Wednesday, August 30, 2006

Publishers and Pixar
(or: do imprints matter?)
(or 2: why are there no imprints for men?)

About 10 years ago, a little known movie studio broke onto the scene when they released a funny movie about a bunch of talking toys and the mischief and wacky adventures they got into. The movie grossed hundreds of millions of dollars, got fantastic reviews, and proved that both children and adults could enjoy an animated feature. I loved "Toy Story," loved "Toy Story 2," and adored just about every movie that Pixar has ever made. When I hear a new Pixar movie is coming out, I make it my duty to see it. The films are hilarious and poignant, more so than 99% of the live-action drek produced these days, and Pixar has my $10.75 for all enternity until Robert Iger goes insane and kills John Lasseter.

On the publishing front, a few days ago the New York Times reported that Hyperion was creating a new book imprint called Voice, aimed at women. Voice won't publish Chick Lit, but books aimed at real women, mothers, careerists. Imprints in publishing are hardly a new hat, but over the last 18 months a huge number of new imprints have sprung up. From Voice to Warner Twelve to Five Spot to Spiegel and Grau, each one with different mission statements and loads of editorial and authorial talent behind them. Most of them debut in 2007, so their success has yet to be determined.

Certain imprints resonate with readers, so much so that readers buy books based largely on imprint reputation. Harlequin Romance. Penguin Classics. Nan A. Talese. St. Martin's Minotaur. These are just a few.

Now with the exception of Pixar, I don't think there are any movie studios whose films I'd pay to see just based on the title card. It always amused me when I saw movie trailers that proclaimed, "From the Producers of..." as though I would buy a ticket just because the same rich people were writing the checks. I never felt that any one studio, with Pixar being the exception, made universally wonderful movies that convinced me to buy a ticket based solely on their reputation.

So I wonder, with all these new imprints out there, and all the ones currently in existence, do readers buy books based on imprint? Do you walk into a store and, without knowing much about the book, gravitate towards it because the imprint has a history of published books you loved?

I honestly don't think I have, but part of that might be because despite a large number of imprints aimed at women, there are absolutely none geared specifically towards men. I find this very curious, and if I thought about it for a while I might even be offended or upset. In fact, I have thought about it, and it does upset me.

Publishing is a very female-dominated industry, that's no secret, and many of the women in publishing are absolutely brilliant. But in a perfect world, the reading public would be closer to 50/50. Clearly it is not. But is that because men simply don't read, or they don't read because there isn't much out there for them? If 75% of television programming consisted of Lifetime Originals, The View, Oprah, and Sex in the City reruns, men wouldn't watch much television either. The other day a colleague told me so many imprints are aimed at women because women make up the majority of book buyers.

"True," I thought. "But it's not disproportionate to the degree that imprints aimed at women should outnumber imprints aimed at men by a score of 25-0. And maybe part of the reason women tend to buy more books is because their needs are being met to a far greater degree than men."

+ + + + + + +

> [REQUEST 1]:
Put the entries into a two-column CSV with the headers entry and answer, one row per entry, starting at the first entry and stopping after the line that contains "[158,61,187,92]". Put each entry's text and its answer in one quoted field each, with line breaks turned into spaces.
The blog post and the entries that follow it have nothing to do with each other.

+ + + + + + +

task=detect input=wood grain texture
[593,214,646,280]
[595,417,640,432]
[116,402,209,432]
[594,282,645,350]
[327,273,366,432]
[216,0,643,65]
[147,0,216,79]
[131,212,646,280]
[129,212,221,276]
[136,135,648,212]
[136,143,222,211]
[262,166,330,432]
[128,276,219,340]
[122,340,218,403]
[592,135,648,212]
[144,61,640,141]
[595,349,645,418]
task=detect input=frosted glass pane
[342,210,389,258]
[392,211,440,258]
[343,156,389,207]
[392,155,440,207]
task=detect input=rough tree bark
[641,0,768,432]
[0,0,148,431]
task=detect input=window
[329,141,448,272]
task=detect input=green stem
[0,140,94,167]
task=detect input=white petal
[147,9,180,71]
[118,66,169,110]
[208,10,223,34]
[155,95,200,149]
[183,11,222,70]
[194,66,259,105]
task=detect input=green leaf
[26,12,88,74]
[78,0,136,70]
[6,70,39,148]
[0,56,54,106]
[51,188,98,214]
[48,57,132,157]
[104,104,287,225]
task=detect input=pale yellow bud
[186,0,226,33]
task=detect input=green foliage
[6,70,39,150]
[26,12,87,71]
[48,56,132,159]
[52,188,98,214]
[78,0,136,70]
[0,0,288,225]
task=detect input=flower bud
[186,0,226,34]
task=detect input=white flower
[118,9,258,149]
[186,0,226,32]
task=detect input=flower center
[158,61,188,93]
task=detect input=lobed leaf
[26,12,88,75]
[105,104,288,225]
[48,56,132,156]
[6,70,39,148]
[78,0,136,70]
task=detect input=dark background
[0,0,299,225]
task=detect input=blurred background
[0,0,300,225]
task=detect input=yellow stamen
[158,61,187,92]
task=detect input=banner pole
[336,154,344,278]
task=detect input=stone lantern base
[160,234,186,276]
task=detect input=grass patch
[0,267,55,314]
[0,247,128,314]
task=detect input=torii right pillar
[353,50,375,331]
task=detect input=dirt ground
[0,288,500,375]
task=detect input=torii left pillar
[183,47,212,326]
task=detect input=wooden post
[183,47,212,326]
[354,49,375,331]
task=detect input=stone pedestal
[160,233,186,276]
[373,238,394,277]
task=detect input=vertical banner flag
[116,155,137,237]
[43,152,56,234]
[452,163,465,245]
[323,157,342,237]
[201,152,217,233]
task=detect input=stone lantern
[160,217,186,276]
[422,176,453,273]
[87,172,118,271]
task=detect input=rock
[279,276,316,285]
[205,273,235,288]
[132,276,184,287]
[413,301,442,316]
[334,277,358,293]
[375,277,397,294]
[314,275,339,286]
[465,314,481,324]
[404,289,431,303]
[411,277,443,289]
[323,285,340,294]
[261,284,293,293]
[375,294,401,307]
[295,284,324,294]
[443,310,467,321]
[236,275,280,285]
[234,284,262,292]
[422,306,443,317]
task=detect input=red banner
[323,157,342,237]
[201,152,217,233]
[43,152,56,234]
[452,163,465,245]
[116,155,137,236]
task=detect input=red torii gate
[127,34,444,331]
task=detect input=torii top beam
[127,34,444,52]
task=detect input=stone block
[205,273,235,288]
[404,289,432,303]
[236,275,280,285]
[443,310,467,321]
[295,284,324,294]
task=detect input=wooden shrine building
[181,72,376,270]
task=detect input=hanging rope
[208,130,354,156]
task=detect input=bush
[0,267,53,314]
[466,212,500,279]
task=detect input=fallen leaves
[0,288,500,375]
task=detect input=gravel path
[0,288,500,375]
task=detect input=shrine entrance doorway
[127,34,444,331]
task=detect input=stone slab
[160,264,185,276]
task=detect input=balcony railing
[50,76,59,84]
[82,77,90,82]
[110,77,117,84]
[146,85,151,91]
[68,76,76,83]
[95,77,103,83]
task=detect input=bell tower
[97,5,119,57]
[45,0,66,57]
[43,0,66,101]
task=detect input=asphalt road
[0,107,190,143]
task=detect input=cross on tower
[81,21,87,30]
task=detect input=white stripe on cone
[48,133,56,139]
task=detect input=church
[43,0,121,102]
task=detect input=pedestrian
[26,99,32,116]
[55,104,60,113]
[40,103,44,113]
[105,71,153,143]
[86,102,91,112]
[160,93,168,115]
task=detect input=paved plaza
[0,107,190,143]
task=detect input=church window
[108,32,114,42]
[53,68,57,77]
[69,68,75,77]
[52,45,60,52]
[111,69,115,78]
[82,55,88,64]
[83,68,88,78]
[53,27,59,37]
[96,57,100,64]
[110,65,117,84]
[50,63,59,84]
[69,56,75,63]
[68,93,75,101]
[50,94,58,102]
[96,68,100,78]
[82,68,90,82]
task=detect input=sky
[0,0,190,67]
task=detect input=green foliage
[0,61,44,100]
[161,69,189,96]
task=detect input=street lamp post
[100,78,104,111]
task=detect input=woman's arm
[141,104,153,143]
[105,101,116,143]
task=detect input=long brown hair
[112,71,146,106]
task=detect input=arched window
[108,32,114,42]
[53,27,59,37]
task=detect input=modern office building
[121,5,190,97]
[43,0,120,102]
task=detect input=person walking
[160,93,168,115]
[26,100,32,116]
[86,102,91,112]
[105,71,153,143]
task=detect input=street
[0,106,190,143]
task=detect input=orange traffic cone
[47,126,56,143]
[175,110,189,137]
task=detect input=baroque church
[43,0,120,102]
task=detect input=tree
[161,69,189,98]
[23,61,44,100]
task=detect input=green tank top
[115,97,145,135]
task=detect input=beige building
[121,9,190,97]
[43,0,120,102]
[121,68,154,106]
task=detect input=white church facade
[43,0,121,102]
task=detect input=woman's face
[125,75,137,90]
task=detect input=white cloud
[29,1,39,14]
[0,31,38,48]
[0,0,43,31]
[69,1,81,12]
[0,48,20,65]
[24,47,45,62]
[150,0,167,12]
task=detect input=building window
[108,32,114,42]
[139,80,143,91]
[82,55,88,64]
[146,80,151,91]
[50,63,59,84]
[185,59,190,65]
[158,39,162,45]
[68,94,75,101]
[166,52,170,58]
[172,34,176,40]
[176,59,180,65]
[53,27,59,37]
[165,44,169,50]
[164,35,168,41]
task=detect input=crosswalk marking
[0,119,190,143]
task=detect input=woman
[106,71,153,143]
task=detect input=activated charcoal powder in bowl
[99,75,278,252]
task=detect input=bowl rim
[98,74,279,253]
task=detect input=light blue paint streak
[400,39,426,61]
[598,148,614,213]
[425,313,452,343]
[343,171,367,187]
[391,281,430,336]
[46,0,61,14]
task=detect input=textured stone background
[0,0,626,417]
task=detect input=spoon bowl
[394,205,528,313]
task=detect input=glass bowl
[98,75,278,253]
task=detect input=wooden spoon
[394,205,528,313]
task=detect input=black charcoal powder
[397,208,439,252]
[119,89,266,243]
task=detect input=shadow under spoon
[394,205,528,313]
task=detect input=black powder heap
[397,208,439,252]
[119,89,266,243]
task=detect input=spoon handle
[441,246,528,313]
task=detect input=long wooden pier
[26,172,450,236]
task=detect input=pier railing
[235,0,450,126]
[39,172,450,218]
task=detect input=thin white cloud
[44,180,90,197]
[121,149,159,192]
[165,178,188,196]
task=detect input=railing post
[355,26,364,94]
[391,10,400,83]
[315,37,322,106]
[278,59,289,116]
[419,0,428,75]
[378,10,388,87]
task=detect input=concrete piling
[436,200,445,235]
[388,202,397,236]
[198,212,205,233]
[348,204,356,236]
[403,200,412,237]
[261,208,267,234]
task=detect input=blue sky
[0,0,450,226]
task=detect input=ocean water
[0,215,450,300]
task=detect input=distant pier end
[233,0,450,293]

+ + + + + + +

> [REQUEST 2]:
In the blog post about publishers and Pixar, take the part that begins at the words "So I wonder, with" and stops after "does upset me.", and switch "curious" to "strange".

> [RESPONSE 1]:
entry,answer
"task=detect input=wood grain texture","[593,214,646,280] [595,417,640,432] [116,402,209,432] [594,282,645,350] [327,273,366,432] [216,0,643,65] [147,0,216,79] [131,212,646,280] [129,212,221,276] [136,135,648,212] [136,143,222,211] [262,166,330,432] [128,276,219,340] [122,340,218,403] [592,135,648,212] [144,61,640,141] [595,349,645,418]"
"task=detect input=frosted glass pane","[342,210,389,258] [392,211,440,258] [343,156,389,207] [392,155,440,207]"
"task=detect input=rough tree bark","[641,0,768,432] [0,0,148,431]"
"task=detect input=window","[329,141,448,272]"
"task=detect input=green stem","[0,140,94,167]"
"task=detect input=white petal","[147,9,180,71] [118,66,169,110] [208,10,223,34] [155,95,200,149] [183,11,222,70] [194,66,259,105]"
"task=detect input=green leaf","[26,12,88,74] [78,0,136,70] [6,70,39,148] [0,56,54,106] [51,188,98,214] [48,57,132,157] [104,104,287,225]"
"task=detect input=pale yellow bud","[186,0,226,33]"
"task=detect input=green foliage","[6,70,39,150] [26,12,87,71] [48,56,132,159] [52,188,98,214] [78,0,136,70] [0,0,288,225]"
"task=detect input=flower bud","[186,0,226,34]"
"task=detect input=white flower","[118,9,258,149] [186,0,226,32]"
"task=detect input=flower center","[158,61,188,93]"
"task=detect input=lobed leaf","[26,12,88,75] [105,104,288,225] [48,56,132,156] [6,70,39,148] [78,0,136,70]"
"task=detect input=dark background","[0,0,299,225]"
"task=detect input=blurred background","[0,0,300,225]"
"task=detect input=yellow stamen","[158,61,187,92]"

> [RESPONSE 2]:
So I wonder, with all these new imprints out there, and all the ones currently in existence, do readers buy books based on imprint? Do you walk into a store and, without knowing much about the book, gravitate towards it because the imprint has a history of published books you loved?

I honestly don't think I have, but part of that might be because despite a large number of imprints aimed at women, there are absolutely none geared specifically towards men. I find this very strange, and if I thought about it for a while I might even be offended or upset. In fact, I have thought about it, and it does upset me.